**EXCERPT:**
I think this book does what it sets out to do. It’s a beautiful book and I absolutely loved it! To tackle such a sensitive subject, without being overbearing or belittling, is a big ask, but I think Catherine gets it spot on. By her own admission, her theology was “deeply flawed” when her life got suddenly turned upside down and she struggled to make sense of it. But as she delves into the Bible to find the biblical perspective on the issue of suffering, she takes us on the journey with her and answers many common questions, such as: Why do bad things happen? Why me? Does God really care? Why doesn’t God answer my prayers?

From the first few pages I was hooked and started mentally making a list of people to recommend this to; before long I concluded that I could recommend this to most people I know, even non-Christians. The Bible teaching is clear and simple. And it’s not patronising; it never tries to imply that a Christian should feel less pain, even while we’re trusting in Jesus.

The bulk of the book is made up of stories. Catherine puts you right in the middle of her own personal suffering, as well as that of other Christians who experienced heart-wrenching tragedies. Every one of them displays supernatural strength, forgiveness and peace; but they had to go through very painful years (sometimes decades) of suffering to get to that point. And seeing God’s work in them to get to that point is so inspiring, and a reassurance that God can work in all of us in the same way. She also uses Bible stories to highlight her points, and I love how she brings them to life in a way that makes them as accessible as every other story in the book.

This book challenged me in many ways. I hope it will challenge you too as you take a closer look at your own life and struggles. Here are some of the ways I felt challenged:

  • Do I prepare for trials? Through every trial I can look back and see God’s work in me, and that prepares me for future trials. But I don’t deliberately prepare. This book has made me more mindful of that, as it urges us to prepare by having God’s word in our heart, and written down so it can minister to us through good times and bad.
  • Do I use my story or experience to help others? For most of my adult life I’ve wanted to “do something with my life” and have always fallen short of my own expectation. This book reminds me that God can use all of us, whatever our circumstances. And when He’s worked on us the most, often through hard trials, is usually when He can use us the most.
  • Do I point people to Jesus enough? While reading this book I felt overwhelming gratitude that Jesus would walk with us in our pain, and give us eternal hope and peace even while we’re broken. But I also felt sadness for all the people who don’t know Him; they don’t know that peace and hope, only brokenness. I felt convicted. Jesus gave us a job to do, to share His gospel, and that means me as much as anyone. One of my favourite sermons is about heaven; the pastor imagines looking back and saying “do you remember death? What was that all about?”. I desperately want all my friends and family to experience this with me.

**STORED ROWS:**
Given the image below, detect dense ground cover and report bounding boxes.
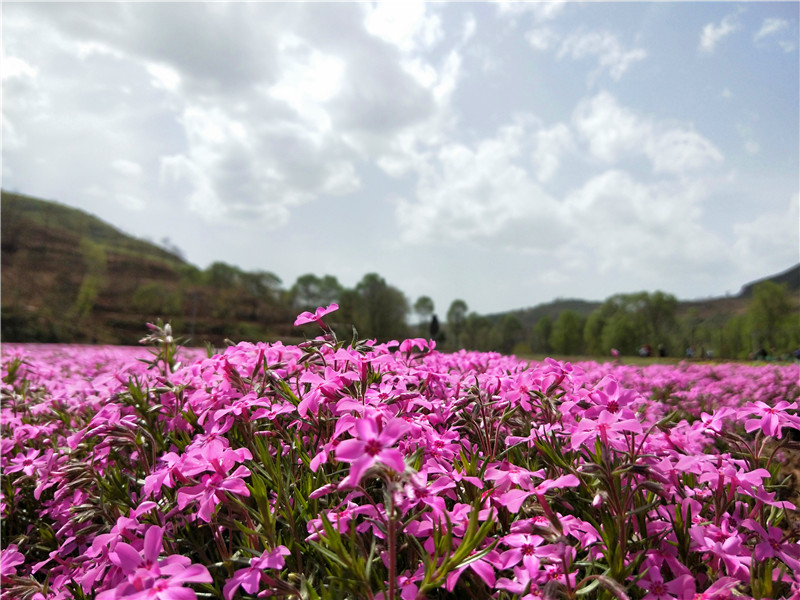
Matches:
[0,309,800,600]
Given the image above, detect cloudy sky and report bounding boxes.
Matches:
[2,2,800,314]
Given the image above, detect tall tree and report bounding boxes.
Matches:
[354,273,408,341]
[550,310,584,355]
[414,296,434,326]
[289,273,343,310]
[447,298,468,348]
[747,281,793,351]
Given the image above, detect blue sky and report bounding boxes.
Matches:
[2,2,800,314]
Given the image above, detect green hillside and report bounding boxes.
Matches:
[0,191,292,345]
[0,191,800,357]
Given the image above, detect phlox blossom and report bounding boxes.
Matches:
[222,546,291,600]
[571,409,642,450]
[336,416,410,488]
[294,304,339,330]
[97,525,212,600]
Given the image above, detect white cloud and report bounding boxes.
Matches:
[363,0,444,52]
[268,33,345,131]
[699,15,739,53]
[753,18,789,42]
[147,63,181,92]
[557,31,647,82]
[2,53,38,81]
[525,27,561,50]
[396,120,555,248]
[111,158,142,177]
[562,169,724,281]
[733,192,800,277]
[531,123,575,183]
[572,91,723,175]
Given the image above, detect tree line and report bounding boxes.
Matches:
[242,273,800,359]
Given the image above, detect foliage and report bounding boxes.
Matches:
[0,314,800,600]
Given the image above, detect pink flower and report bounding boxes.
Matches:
[742,400,800,439]
[97,525,212,600]
[571,410,642,450]
[667,574,739,600]
[3,448,47,477]
[222,546,291,600]
[0,544,25,578]
[294,304,339,331]
[742,519,800,573]
[336,416,410,487]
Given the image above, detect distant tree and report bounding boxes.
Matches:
[642,291,678,347]
[499,313,525,354]
[531,315,553,354]
[747,281,796,351]
[239,271,281,302]
[414,296,434,325]
[602,311,642,356]
[462,312,492,351]
[583,308,611,356]
[550,310,584,355]
[289,273,344,310]
[720,314,753,359]
[447,299,468,348]
[351,273,408,341]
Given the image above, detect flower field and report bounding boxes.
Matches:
[0,306,800,600]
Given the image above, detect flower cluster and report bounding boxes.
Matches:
[0,316,800,600]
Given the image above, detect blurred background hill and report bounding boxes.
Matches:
[0,191,800,358]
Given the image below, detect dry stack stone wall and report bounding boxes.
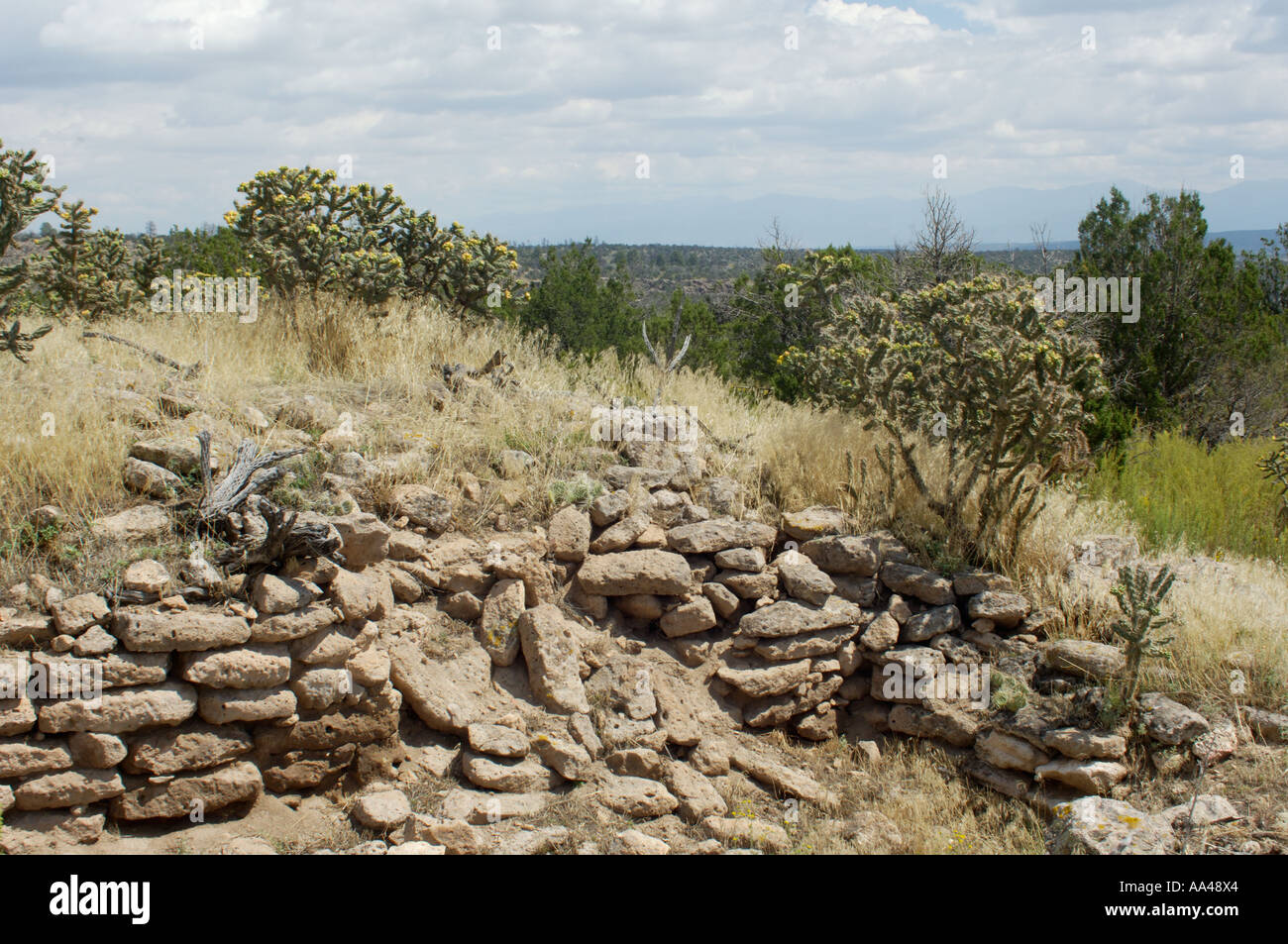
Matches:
[0,438,1246,838]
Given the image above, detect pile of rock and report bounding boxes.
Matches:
[0,430,1256,851]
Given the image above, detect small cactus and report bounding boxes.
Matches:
[1109,566,1176,729]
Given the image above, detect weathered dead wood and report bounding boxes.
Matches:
[214,494,344,576]
[0,305,54,364]
[81,331,203,380]
[197,429,308,527]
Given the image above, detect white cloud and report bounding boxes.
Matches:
[0,0,1288,240]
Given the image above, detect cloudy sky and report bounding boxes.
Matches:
[0,0,1288,245]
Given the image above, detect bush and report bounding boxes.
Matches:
[31,200,143,321]
[783,277,1103,558]
[224,166,518,310]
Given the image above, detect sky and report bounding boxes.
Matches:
[0,0,1288,245]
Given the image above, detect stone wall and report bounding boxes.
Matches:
[0,443,1233,837]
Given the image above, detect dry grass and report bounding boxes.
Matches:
[0,290,1288,707]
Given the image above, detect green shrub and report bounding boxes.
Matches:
[783,277,1103,558]
[224,166,518,310]
[31,200,143,321]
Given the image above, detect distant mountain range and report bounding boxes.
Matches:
[483,180,1288,250]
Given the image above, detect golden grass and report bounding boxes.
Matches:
[0,299,1288,705]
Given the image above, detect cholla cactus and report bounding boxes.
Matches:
[1257,422,1288,528]
[33,200,142,321]
[224,167,518,309]
[781,277,1103,557]
[1109,566,1176,721]
[0,141,64,297]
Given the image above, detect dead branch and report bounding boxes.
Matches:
[81,331,203,380]
[197,429,308,529]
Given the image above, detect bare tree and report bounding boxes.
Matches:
[912,187,975,284]
[640,308,693,407]
[1030,223,1051,277]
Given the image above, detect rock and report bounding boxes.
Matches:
[738,596,864,639]
[31,652,170,689]
[0,742,72,780]
[577,550,692,596]
[198,687,297,724]
[881,563,957,606]
[975,730,1051,774]
[1241,705,1288,743]
[532,731,592,782]
[112,609,250,652]
[715,570,778,600]
[800,535,881,577]
[966,589,1033,628]
[72,626,117,657]
[590,511,652,554]
[125,724,255,777]
[716,660,810,698]
[67,731,128,770]
[389,636,492,737]
[13,769,125,810]
[953,568,1015,596]
[715,548,765,574]
[390,484,452,533]
[353,789,412,833]
[859,613,899,652]
[776,554,836,606]
[608,829,671,855]
[550,505,590,561]
[1158,793,1241,829]
[702,583,738,619]
[51,593,111,636]
[465,722,528,757]
[1047,795,1176,855]
[330,511,391,570]
[793,705,838,741]
[40,682,197,734]
[702,816,793,853]
[729,746,838,806]
[121,456,184,498]
[653,518,778,556]
[658,596,716,639]
[1039,639,1127,682]
[1042,728,1127,760]
[901,606,962,643]
[461,751,561,793]
[331,570,393,622]
[1190,718,1239,767]
[889,698,979,747]
[438,592,483,623]
[596,777,680,819]
[662,761,729,823]
[480,579,525,666]
[1140,691,1211,744]
[111,761,265,820]
[783,505,849,541]
[177,643,291,689]
[250,574,317,617]
[443,788,553,825]
[90,505,170,544]
[519,602,590,715]
[121,561,170,596]
[1034,757,1127,793]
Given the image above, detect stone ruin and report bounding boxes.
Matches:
[0,435,1284,853]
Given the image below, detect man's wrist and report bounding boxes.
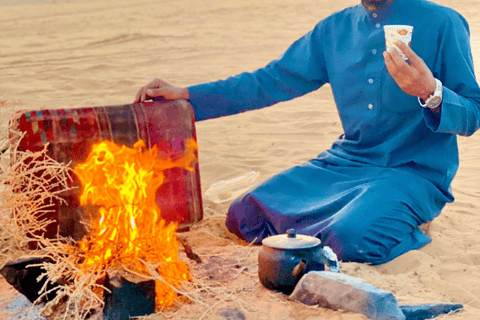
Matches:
[180,88,190,100]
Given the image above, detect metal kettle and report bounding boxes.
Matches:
[258,229,339,294]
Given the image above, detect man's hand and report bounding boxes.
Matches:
[383,41,436,101]
[133,79,190,103]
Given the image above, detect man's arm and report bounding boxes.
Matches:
[384,15,480,135]
[188,23,328,120]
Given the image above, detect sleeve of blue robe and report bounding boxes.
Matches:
[424,10,480,136]
[188,23,328,121]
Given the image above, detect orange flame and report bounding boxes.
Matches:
[75,139,196,306]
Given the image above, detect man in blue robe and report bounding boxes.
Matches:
[135,0,480,264]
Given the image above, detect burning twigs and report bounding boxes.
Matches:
[0,137,72,265]
[71,140,196,312]
[0,131,262,320]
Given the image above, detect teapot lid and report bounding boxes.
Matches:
[262,229,321,249]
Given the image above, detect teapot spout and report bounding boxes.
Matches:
[314,246,340,272]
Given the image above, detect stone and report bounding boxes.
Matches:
[0,257,58,303]
[103,272,155,320]
[289,271,406,320]
[218,308,246,320]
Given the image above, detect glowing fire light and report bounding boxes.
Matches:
[75,140,196,306]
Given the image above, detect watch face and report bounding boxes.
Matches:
[427,96,442,108]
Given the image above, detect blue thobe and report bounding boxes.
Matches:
[188,0,480,264]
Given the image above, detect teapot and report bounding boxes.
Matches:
[258,229,339,294]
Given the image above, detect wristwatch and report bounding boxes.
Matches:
[418,79,443,109]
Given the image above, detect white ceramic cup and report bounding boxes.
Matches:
[383,25,413,60]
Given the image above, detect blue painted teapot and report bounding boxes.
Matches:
[258,229,339,294]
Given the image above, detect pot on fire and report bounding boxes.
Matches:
[258,229,339,294]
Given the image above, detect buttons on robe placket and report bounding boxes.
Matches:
[367,12,382,110]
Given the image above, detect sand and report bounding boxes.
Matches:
[0,0,480,320]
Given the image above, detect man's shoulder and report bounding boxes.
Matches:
[414,0,465,20]
[319,5,365,25]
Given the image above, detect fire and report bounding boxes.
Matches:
[75,139,196,306]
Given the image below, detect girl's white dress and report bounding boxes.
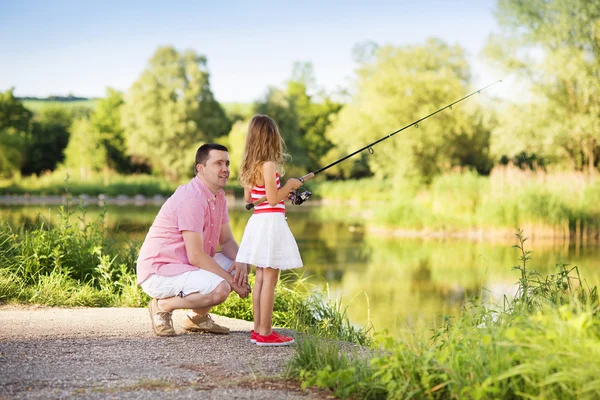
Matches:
[235,174,302,269]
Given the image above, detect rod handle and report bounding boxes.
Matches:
[246,172,315,211]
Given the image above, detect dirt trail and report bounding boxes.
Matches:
[0,306,327,400]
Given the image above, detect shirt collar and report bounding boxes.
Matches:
[191,176,225,201]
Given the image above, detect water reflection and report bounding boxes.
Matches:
[0,206,600,332]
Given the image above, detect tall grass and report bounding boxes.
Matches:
[314,167,600,241]
[289,232,600,399]
[0,171,177,196]
[0,182,370,344]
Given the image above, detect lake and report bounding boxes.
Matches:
[0,203,600,332]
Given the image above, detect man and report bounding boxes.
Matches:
[137,144,250,336]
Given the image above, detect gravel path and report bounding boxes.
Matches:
[0,306,328,400]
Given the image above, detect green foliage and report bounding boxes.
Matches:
[213,274,370,344]
[21,106,75,175]
[0,175,143,306]
[123,47,231,178]
[325,39,491,181]
[65,118,106,180]
[254,63,341,176]
[0,169,177,196]
[0,89,32,178]
[91,88,131,172]
[289,231,600,399]
[486,0,600,173]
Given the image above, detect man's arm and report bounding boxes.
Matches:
[181,231,233,284]
[219,222,250,286]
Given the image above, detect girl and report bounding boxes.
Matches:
[236,115,302,346]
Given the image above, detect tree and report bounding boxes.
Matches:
[65,118,107,180]
[21,106,73,175]
[91,88,131,172]
[486,0,600,173]
[254,62,341,175]
[0,89,33,177]
[326,39,490,181]
[122,47,231,178]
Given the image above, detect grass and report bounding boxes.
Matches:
[288,231,600,399]
[0,180,370,344]
[313,167,600,241]
[22,99,97,112]
[0,171,183,196]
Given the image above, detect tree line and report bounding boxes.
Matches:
[0,0,600,182]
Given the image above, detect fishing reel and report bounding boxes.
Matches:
[290,189,312,206]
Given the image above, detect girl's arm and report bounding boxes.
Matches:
[263,161,302,207]
[244,187,252,203]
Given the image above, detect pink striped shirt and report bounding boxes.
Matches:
[137,177,229,283]
[250,172,285,214]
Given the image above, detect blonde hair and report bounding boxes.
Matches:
[240,114,289,187]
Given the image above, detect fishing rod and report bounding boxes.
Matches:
[246,79,502,210]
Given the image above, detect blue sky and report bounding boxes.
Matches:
[0,0,502,102]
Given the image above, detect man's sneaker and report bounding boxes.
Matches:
[148,299,176,336]
[256,331,294,346]
[182,314,229,335]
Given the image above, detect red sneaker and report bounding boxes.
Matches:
[256,331,294,346]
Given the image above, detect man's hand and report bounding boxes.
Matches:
[231,282,252,299]
[229,261,250,286]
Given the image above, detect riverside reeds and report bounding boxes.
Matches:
[289,231,600,399]
[0,180,370,344]
[314,167,600,243]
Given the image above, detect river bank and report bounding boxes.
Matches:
[0,306,326,399]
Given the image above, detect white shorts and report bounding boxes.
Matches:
[140,253,233,299]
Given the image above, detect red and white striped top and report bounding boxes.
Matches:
[250,172,285,214]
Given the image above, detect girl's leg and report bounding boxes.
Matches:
[258,268,279,336]
[252,267,264,332]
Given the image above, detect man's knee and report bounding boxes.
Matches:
[211,281,231,304]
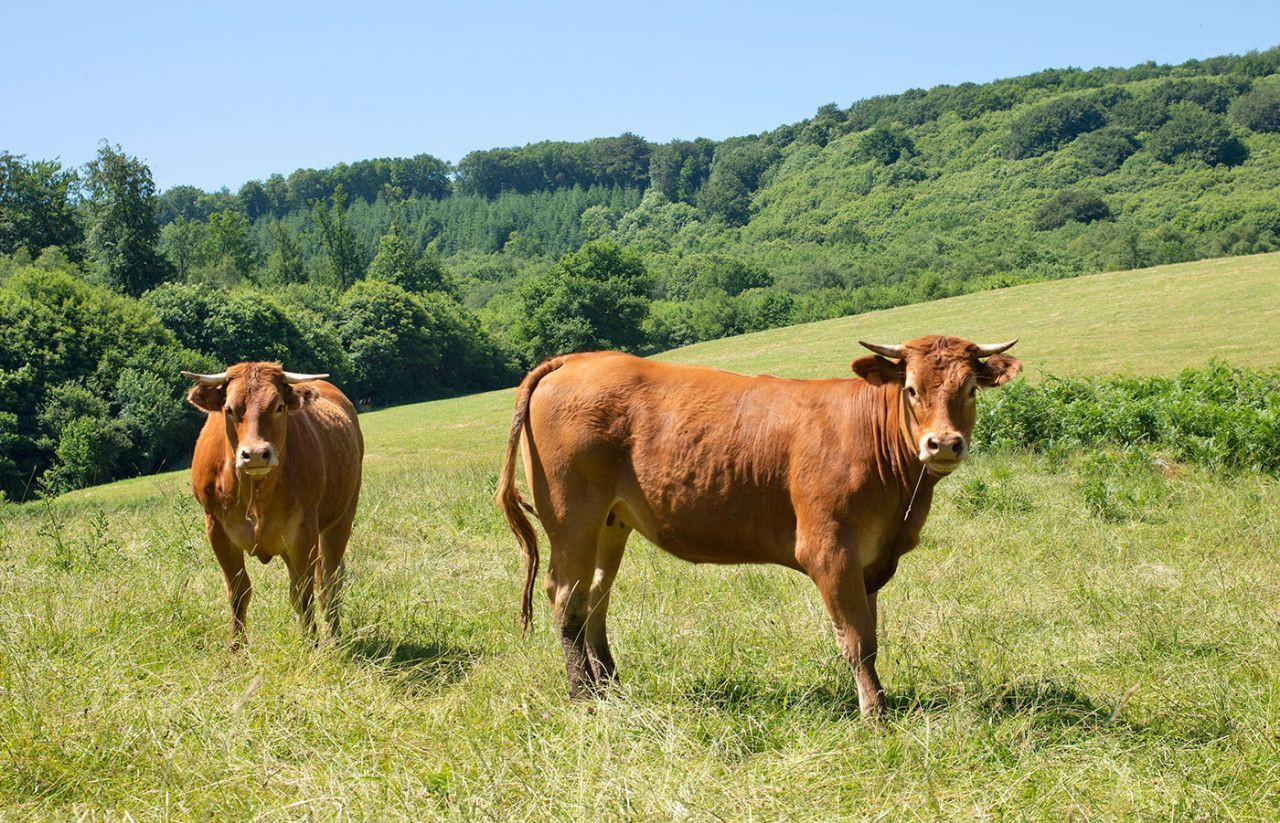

**TASK DIRECTIONS:**
Reproduce word for word the passage of the book review that begins with the words containing "I think this" and ends with "answer my prayers?".

**FINAL ANSWER:**
I think this book does what it sets out to do. It’s a beautiful book and I absolutely loved it! To tackle such a sensitive subject, without being overbearing or belittling, is a big ask, but I think Catherine gets it spot on. By her own admission, her theology was “deeply flawed” when her life got suddenly turned upside down and she struggled to make sense of it. But as she delves into the Bible to find the biblical perspective on the issue of suffering, she takes us on the journey with her and answers many common questions, such as: Why do bad things happen? Why me? Does God really care? Why doesn’t God answer my prayers?